* RECORD SET *
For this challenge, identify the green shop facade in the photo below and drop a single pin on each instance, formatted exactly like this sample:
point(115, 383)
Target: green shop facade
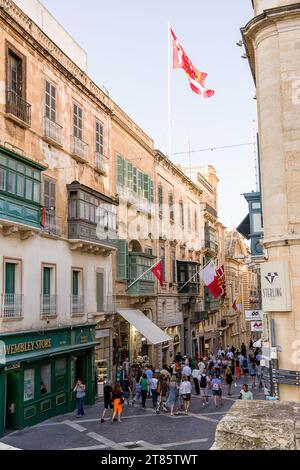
point(38, 372)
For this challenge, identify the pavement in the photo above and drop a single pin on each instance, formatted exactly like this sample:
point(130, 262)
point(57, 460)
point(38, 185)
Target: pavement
point(139, 430)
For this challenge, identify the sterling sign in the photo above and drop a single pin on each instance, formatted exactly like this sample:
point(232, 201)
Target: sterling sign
point(276, 287)
point(251, 315)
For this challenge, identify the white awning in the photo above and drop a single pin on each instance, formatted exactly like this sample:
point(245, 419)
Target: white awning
point(145, 326)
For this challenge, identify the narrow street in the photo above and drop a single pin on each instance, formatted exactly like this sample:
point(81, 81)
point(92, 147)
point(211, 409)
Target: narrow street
point(139, 429)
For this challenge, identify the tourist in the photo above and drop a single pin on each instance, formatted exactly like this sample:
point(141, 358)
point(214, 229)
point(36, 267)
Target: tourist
point(185, 391)
point(79, 390)
point(153, 389)
point(107, 395)
point(117, 402)
point(228, 380)
point(245, 393)
point(203, 384)
point(216, 386)
point(144, 389)
point(195, 374)
point(173, 398)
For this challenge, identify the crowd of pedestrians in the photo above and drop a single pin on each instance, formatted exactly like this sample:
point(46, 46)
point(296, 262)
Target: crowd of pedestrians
point(171, 387)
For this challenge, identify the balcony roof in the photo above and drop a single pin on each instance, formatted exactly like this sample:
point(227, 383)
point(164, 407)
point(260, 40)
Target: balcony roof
point(75, 185)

* REQUIRED TASK *
Starting at the line that contains "For this challenge, identify the crowd" and ending with the last line of the listing, recast those lines as a numbered list, skipping any blank lines.

* THE RESULT *
1. For this challenge, identify the crowd of pedestrians in the photo above and drop a single pin on each instance, formatted exactly like this sample:
2. point(46, 46)
3. point(296, 262)
4. Target: crowd of pedestrians
5. point(171, 387)
6. For this challenge, identify the balcony roof in the photo above and drop a single pin on each instance, formatted exactly like this sample:
7. point(227, 383)
8. point(164, 407)
9. point(260, 40)
10. Target: balcony roof
11. point(75, 185)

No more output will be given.